§ **DOCUMENT PASSAGE**
Slow-speed chase: Jurors learned that Simpson was carrying several changes of
underwear, his passport, a disguise, $8,700 in cash and a loaded .357 revolver
during the police chase with Al Cowlings.
Jurors also have his suicide note and tapes of an exchange between Simpson and
detective Tom Lange in which Lange pleads for Simpson to surrender.
``Nobody's going to get hurt,'' Lange promises Simpson, who replies, ``I'm the
only one that deserves it.''
More science: Experts rebutted defense claims that blood on socks found in
Simpson's bedroom was planted and testified that small cuts on his hands were
fingernail gouges and blood collected for DNA analysis was not contaminated.
For the defense, new evidence is scarce. Simpson lawyer Robert Baker will have
less evidence to build his argument now than Johnny Cochran Jr. had at the
criminal trial.
He cannot argue, for example, that now-retired detective Mark Fuhrman planted
evidence because he's a racist. Judge Hiroshi Fujisaki allowed nothing about
Fuhrman's use of racial epithets.

§ **THE DATA**
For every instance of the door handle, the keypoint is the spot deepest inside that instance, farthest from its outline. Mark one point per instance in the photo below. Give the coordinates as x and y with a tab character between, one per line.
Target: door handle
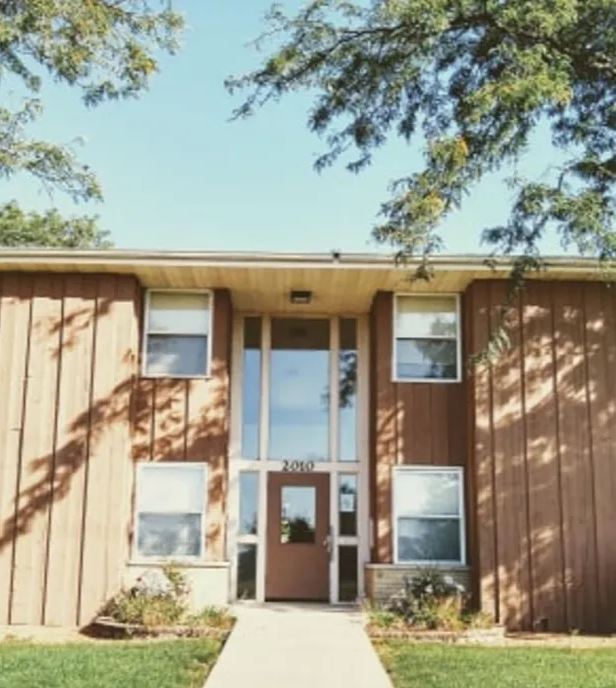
328	542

§ **WHAT IS NEEDED**
Return the text of the Simpson trial passage from "Slow-speed chase: Jurors" up to and including "was not contaminated.", with no changes.

§ **ANSWER**
Slow-speed chase: Jurors learned that Simpson was carrying several changes of
underwear, his passport, a disguise, $8,700 in cash and a loaded .357 revolver
during the police chase with Al Cowlings.
Jurors also have his suicide note and tapes of an exchange between Simpson and
detective Tom Lange in which Lange pleads for Simpson to surrender.
``Nobody's going to get hurt,'' Lange promises Simpson, who replies, ``I'm the
only one that deserves it.''
More science: Experts rebutted defense claims that blood on socks found in
Simpson's bedroom was planted and testified that small cuts on his hands were
fingernail gouges and blood collected for DNA analysis was not contaminated.